───── EXERCISE MATERIAL ─────

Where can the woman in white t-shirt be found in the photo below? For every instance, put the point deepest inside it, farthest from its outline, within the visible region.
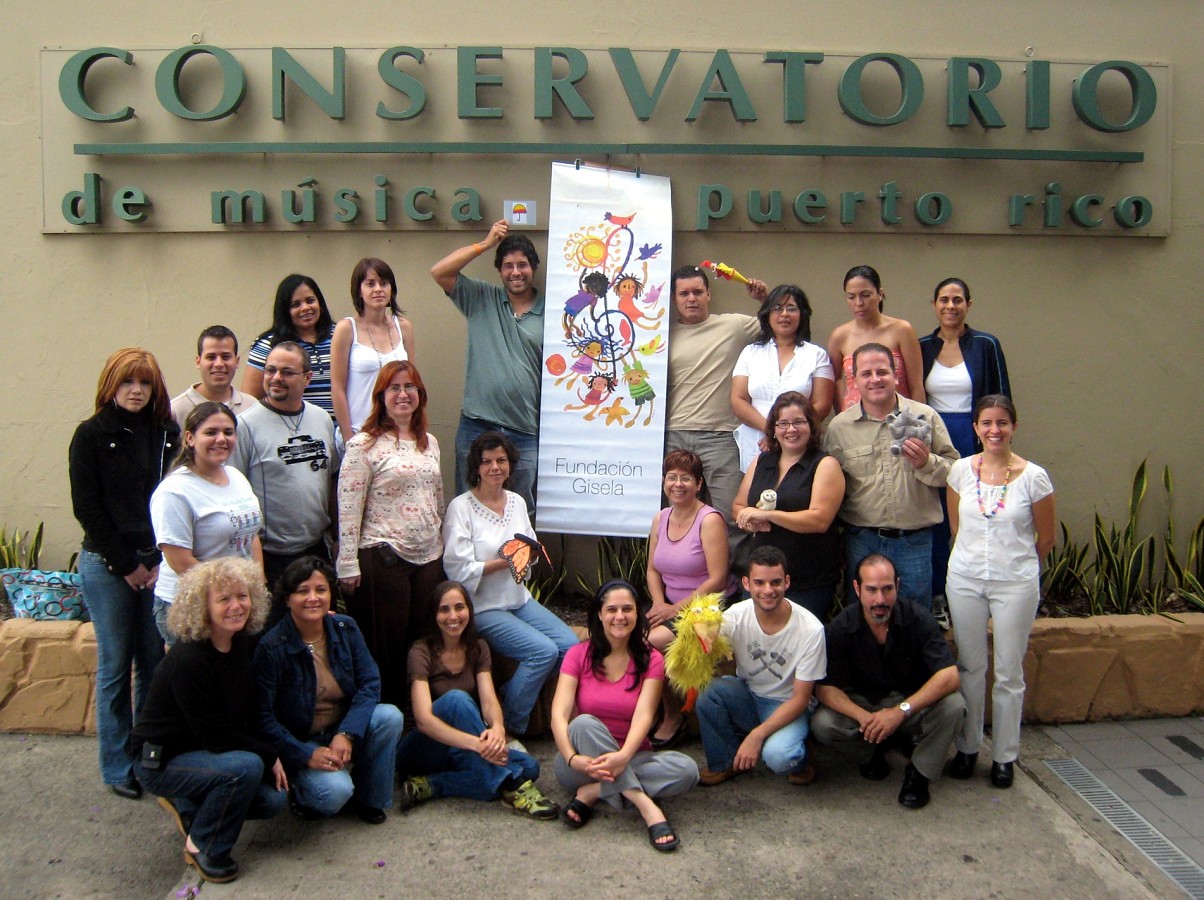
(202, 509)
(781, 359)
(1001, 510)
(364, 343)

─────

Could you format the records above as a numbered list, skipping blank lines and leaving out the pictures?

_REPLY_.
1. Where can the woman in white t-shirt be found in the photo below? For every instance, put the point deepest inside it, farthest from its outline, within the visible region.
2. (202, 509)
3. (781, 359)
4. (1001, 510)
5. (364, 343)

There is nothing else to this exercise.